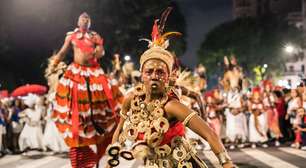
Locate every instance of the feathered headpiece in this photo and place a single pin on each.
(159, 43)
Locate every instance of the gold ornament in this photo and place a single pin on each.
(163, 151)
(184, 164)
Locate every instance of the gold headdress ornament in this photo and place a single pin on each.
(159, 43)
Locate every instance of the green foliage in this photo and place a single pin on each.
(31, 30)
(254, 41)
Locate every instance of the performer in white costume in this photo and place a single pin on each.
(31, 135)
(258, 121)
(52, 138)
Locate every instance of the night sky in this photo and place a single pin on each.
(201, 16)
(21, 16)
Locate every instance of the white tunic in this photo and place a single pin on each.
(236, 125)
(254, 135)
(52, 138)
(31, 135)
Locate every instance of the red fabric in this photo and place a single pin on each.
(108, 93)
(82, 157)
(177, 130)
(29, 88)
(4, 93)
(155, 33)
(298, 137)
(75, 112)
(280, 107)
(86, 45)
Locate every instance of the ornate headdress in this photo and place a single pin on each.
(159, 43)
(84, 14)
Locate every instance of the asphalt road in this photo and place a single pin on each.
(283, 157)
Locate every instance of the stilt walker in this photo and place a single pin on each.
(85, 102)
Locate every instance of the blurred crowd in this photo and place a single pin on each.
(242, 114)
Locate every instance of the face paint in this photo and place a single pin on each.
(155, 75)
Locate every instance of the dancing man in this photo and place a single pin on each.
(154, 120)
(85, 104)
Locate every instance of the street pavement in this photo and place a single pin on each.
(282, 157)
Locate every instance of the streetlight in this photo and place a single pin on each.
(127, 58)
(289, 48)
(265, 66)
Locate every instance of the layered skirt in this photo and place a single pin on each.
(85, 106)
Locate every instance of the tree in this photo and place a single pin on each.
(39, 27)
(254, 41)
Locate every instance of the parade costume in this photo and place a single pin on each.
(272, 114)
(236, 123)
(213, 118)
(31, 134)
(86, 102)
(258, 125)
(147, 130)
(52, 137)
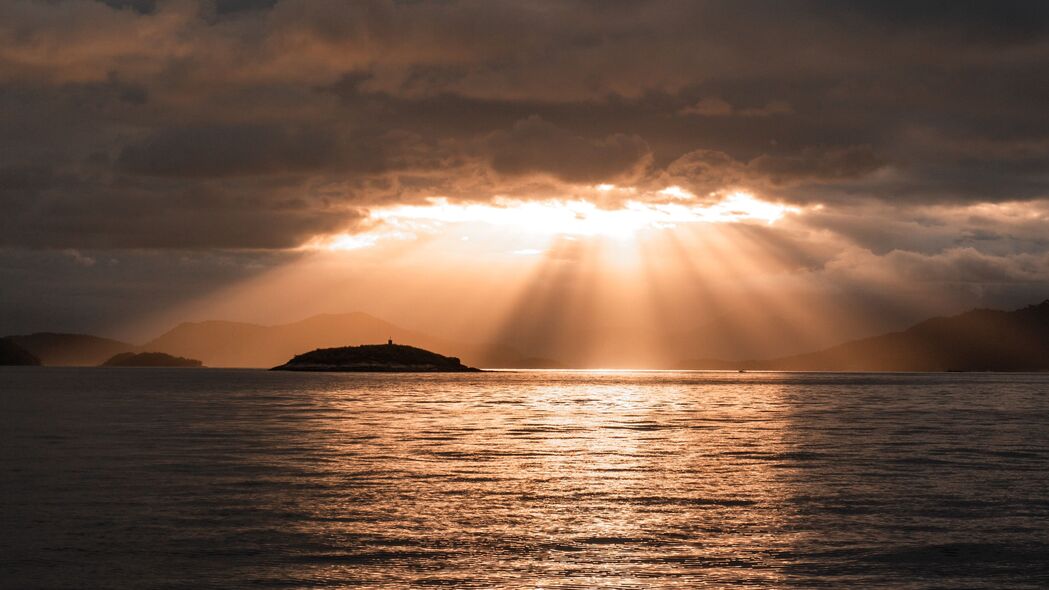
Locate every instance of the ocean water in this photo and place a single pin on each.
(211, 478)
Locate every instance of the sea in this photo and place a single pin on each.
(152, 478)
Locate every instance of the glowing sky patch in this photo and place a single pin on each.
(566, 217)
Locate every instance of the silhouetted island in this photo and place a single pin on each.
(13, 355)
(376, 358)
(150, 359)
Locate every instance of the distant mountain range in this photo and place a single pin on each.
(77, 350)
(977, 340)
(240, 344)
(13, 355)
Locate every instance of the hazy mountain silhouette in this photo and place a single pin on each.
(77, 350)
(12, 354)
(977, 340)
(150, 359)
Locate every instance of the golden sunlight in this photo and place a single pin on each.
(667, 208)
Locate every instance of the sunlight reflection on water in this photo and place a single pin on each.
(172, 478)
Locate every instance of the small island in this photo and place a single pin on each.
(376, 358)
(150, 359)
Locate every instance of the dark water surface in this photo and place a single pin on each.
(196, 478)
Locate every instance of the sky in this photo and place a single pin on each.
(520, 170)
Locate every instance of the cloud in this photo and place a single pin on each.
(534, 146)
(163, 124)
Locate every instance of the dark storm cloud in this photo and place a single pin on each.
(166, 123)
(534, 146)
(229, 151)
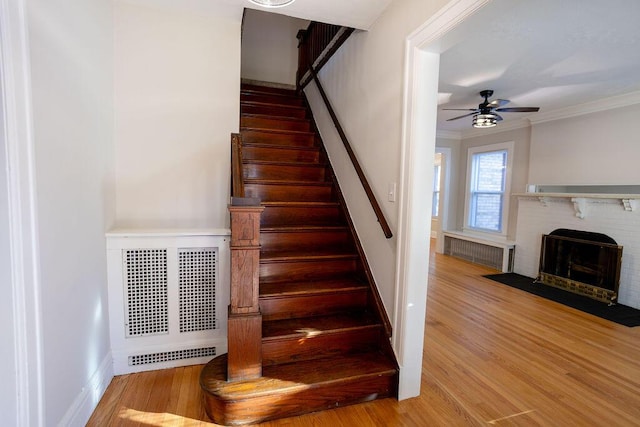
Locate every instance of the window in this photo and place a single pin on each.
(489, 174)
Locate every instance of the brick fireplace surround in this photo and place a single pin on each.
(617, 217)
= = =
**WRITTEN REQUEST**
Render every entry above as a two-column CSV with the headers instruction and pins, one row per entry. Put each entry's text and its answer in their own quoted field with line breaks replaced by spaces, and leave out the pictures.

**RESULT**
instruction,pins
"Locate every instance of the feathered headpiece in this photo and place a single pin on each.","(159, 43)"
"Locate every instance of the gold ornament in this photo and place a single pin on each.","(163, 151) (184, 164)"
"Locate every instance of the gold headdress ornament in this photo and place a single pin on each.","(159, 43)"
"Locate every instance of the green foliage in this photo and place a single pin on each.","(31, 30) (254, 41)"
"Locate every instance of the performer in white costume in this photo and place a single pin on each.","(31, 135) (258, 121) (52, 138)"
"Locate every instance of the night sky in this photo and place a single pin on each.","(201, 16) (21, 16)"
"Locate every instance of the white tunic in this photo and place a single pin on each.","(236, 125) (254, 135) (52, 138) (31, 135)"
"Locate every instance of the red fabric in this photo and place a single pin on each.","(108, 93) (82, 157) (177, 130) (29, 88) (4, 93) (155, 33) (298, 137) (75, 112) (280, 107) (86, 45)"
"Locate every instance of the ornate headdress in this photo and place a single pin on each.","(159, 43) (84, 14)"
"Locate every instance of the asphalt road in this photo and place a single pin on each.","(283, 157)"
"Locate every instance of the stilt walker in this photo and place a single pin on each.","(85, 102)"
"Locate every instance of the blurred crowd in this photo and place a single pin on each.","(242, 114)"
"Locate every instance of the face paint in this photo and place a single pin on each.","(155, 75)"
"Locate every instance of the dancing man in this photo and place a single pin on each.","(154, 120) (85, 104)"
"Locate every instance of the street pavement in this photo and place a single pin on each.","(282, 157)"
"Locate every instance of the streetlight in this photo and place a single pin on each.","(127, 58) (289, 48) (265, 66)"
"Locate every instance of the layered skirt in this photo and place a single pin on each.","(85, 106)"
"Locate every instance of the tree in this photo and place a single pin on each.","(39, 27) (254, 41)"
"Locate every instance of the parade costume in this photo and place a single pin on each.","(272, 114) (236, 123) (213, 118) (31, 134) (86, 102) (258, 125) (147, 130) (52, 137)"
"Locate every instance of the ocean water in this photo and place a single pin on each.","(211, 478)"
"Locate every instance of the sea in this photo and place a single pin on each.","(152, 478)"
"Locate every instance of the glowing sky patch in this photo and place a single pin on each.","(566, 217)"
"Locate every instance of the silhouetted island in this photo and place a single pin on each.","(13, 355) (376, 358) (150, 359)"
"Locate every instance of the distant mountain range in this photo and place a single pin on each.","(77, 350) (977, 340) (240, 344) (13, 355)"
"Locate every instance of the hazy mountain silhouette in this photo and place a single pin on each.","(77, 350) (12, 354) (977, 340) (150, 359)"
"Locate every instance of the golden sunlight in this photo and place a single pin on each.","(667, 208)"
"Locate every instance of the sunlight reflection on water in this photo and place a single pin on each.","(172, 478)"
"Locate every instance of the small island in this photo and place a single pin on each.","(376, 358) (150, 359)"
"Locate every instance of the dark water surface in this photo and place a single pin on each.","(196, 478)"
"Locate every instance of the sky in this photo and place a single pin on each.","(520, 170)"
"Locate every instance of the cloud in this photo and place a single pin on each.","(534, 146) (163, 124)"
"Locate every instance of the dark storm cloud in this photo and place a single pin on each.","(166, 123) (534, 146) (229, 151)"
"Locate every instance of the window in this photo and place a single pin on each.","(489, 174)"
"Locate every instance of the brick fireplace surround in this photo and place a single pin on each.","(617, 217)"